● **EXCERPTED DATA**:
○ ○ ○ ○ ○ ○ ○

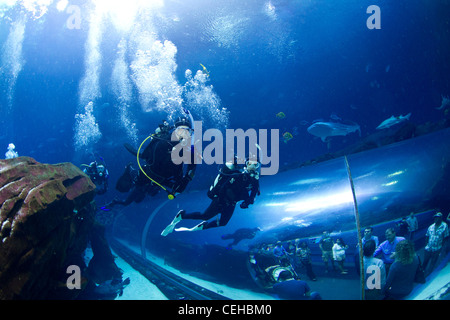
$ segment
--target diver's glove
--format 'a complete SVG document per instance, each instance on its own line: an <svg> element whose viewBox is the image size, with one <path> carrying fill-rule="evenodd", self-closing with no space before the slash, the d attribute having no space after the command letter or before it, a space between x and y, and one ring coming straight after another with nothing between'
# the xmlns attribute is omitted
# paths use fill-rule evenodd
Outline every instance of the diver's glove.
<svg viewBox="0 0 450 320"><path fill-rule="evenodd" d="M181 181L173 188L173 193L182 193L184 191L184 189L186 189L188 183L191 181L192 179L189 176L184 176Z"/></svg>
<svg viewBox="0 0 450 320"><path fill-rule="evenodd" d="M241 207L241 209L247 209L249 205L253 204L255 201L252 198L249 198L247 200L244 200L243 202L241 202L241 204L239 205Z"/></svg>
<svg viewBox="0 0 450 320"><path fill-rule="evenodd" d="M241 204L239 206L241 207L241 209L247 209L249 206L249 203L244 201L244 202L241 202Z"/></svg>

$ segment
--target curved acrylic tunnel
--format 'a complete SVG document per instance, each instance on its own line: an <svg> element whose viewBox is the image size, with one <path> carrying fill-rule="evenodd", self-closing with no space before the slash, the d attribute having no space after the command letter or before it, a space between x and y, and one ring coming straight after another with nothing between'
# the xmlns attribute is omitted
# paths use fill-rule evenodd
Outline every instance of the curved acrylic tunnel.
<svg viewBox="0 0 450 320"><path fill-rule="evenodd" d="M289 240L305 241L311 249L317 281L311 281L301 265L297 272L311 289L324 299L360 299L363 281L357 245L361 229L372 226L374 235L382 242L386 228L414 212L419 220L419 231L414 238L419 250L424 246L426 229L433 223L432 210L439 207L445 215L448 213L449 190L445 184L450 178L448 141L450 130L447 129L347 158L262 177L261 196L248 209L237 206L225 227L173 232L161 237L161 231L178 210L203 211L210 201L206 191L202 191L159 202L159 207L155 205L155 211L149 213L146 227L141 226L142 246L186 272L199 273L230 286L262 290L272 281L269 279L272 275L265 274L267 279L258 276L261 270L255 270L249 262L249 254L255 254L259 266L267 270L274 261L267 261L260 254L262 244L282 241L288 249ZM183 220L177 227L198 223ZM239 229L255 227L261 230L253 238L244 235L233 245L233 239L223 239ZM340 266L332 259L326 269L319 248L324 231L329 231L334 241L342 238L348 245L343 265L347 273L341 273Z"/></svg>

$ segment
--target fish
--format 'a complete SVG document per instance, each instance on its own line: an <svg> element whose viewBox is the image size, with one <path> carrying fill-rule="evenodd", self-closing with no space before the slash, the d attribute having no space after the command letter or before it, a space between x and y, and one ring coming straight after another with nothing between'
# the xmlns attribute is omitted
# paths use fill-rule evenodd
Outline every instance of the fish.
<svg viewBox="0 0 450 320"><path fill-rule="evenodd" d="M283 141L284 143L288 143L289 140L293 138L292 134L290 132L283 133Z"/></svg>
<svg viewBox="0 0 450 320"><path fill-rule="evenodd" d="M207 77L209 77L208 69L206 69L206 67L204 65L202 65L201 63L200 63L200 66L203 68L203 73L206 74Z"/></svg>
<svg viewBox="0 0 450 320"><path fill-rule="evenodd" d="M328 137L346 136L356 131L359 131L359 136L361 136L359 124L352 121L347 122L348 124L341 122L315 122L306 130L313 136L322 139L323 142L326 142Z"/></svg>
<svg viewBox="0 0 450 320"><path fill-rule="evenodd" d="M278 119L284 119L284 118L286 118L286 115L284 114L284 112L278 112L278 113L276 114L276 117L277 117Z"/></svg>
<svg viewBox="0 0 450 320"><path fill-rule="evenodd" d="M450 106L450 99L448 97L444 97L442 95L441 95L441 97L442 97L441 106L439 108L436 108L437 110L442 110L442 109L445 109Z"/></svg>
<svg viewBox="0 0 450 320"><path fill-rule="evenodd" d="M391 116L389 119L384 120L378 127L377 130L383 130L390 128L398 123L404 122L409 120L411 117L411 112L408 113L406 116L399 115L398 117Z"/></svg>

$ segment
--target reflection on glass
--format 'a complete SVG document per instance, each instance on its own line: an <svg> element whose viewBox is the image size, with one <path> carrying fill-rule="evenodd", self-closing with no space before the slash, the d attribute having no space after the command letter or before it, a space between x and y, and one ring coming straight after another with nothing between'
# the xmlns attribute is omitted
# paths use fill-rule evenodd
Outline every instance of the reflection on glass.
<svg viewBox="0 0 450 320"><path fill-rule="evenodd" d="M409 241L411 263L426 262L428 277L401 288L402 298L426 299L445 285L436 272L445 267L446 249L433 257L424 250L437 210L445 220L450 209L445 141L449 130L348 157L360 230L341 158L261 179L261 196L225 227L162 240L181 203L187 210L208 205L202 192L181 195L151 218L147 249L184 273L264 297L287 297L278 284L297 281L304 299L382 299L385 283L402 274L399 250Z"/></svg>

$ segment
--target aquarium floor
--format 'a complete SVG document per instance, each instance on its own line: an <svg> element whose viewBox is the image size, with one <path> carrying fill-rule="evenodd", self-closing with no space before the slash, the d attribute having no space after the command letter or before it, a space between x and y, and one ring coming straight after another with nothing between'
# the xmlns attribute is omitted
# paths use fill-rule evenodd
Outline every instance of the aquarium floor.
<svg viewBox="0 0 450 320"><path fill-rule="evenodd" d="M119 240L119 239L117 239ZM141 248L135 245L132 245L124 240L119 240L120 243L127 246L129 249L141 253ZM114 252L113 252L114 253ZM115 254L115 253L114 253ZM115 254L117 256L117 254ZM194 282L208 290L220 293L230 299L233 300L273 300L274 297L270 295L266 295L258 292L251 292L242 289L231 288L226 285L217 284L214 282L206 281L203 279L199 279L193 277L189 274L182 273L181 271L172 268L168 265L164 264L164 261L158 257L151 255L148 251L146 253L147 259L152 261L153 263L158 264L159 266L167 269L168 271L181 276L191 282ZM123 295L119 298L122 300L167 300L167 298L159 291L159 289L148 281L145 277L143 277L138 271L133 269L128 263L126 263L122 258L118 257L116 259L118 261L119 267L124 271L123 277L130 277L130 285L124 289ZM120 261L120 264L119 264ZM135 282L134 288L130 288L131 284ZM158 291L158 293L153 293L154 291ZM163 298L158 298L158 297ZM116 299L117 300L117 299Z"/></svg>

○ ○ ○ ○ ○ ○ ○

● **ASSIGNMENT**: For each line in the entries that holds "target", return that line.

● **RESPONSE TO THIS TASK**:
--target diver's glove
--target curved acrylic tunnel
--target fish
--target reflection on glass
--target aquarium floor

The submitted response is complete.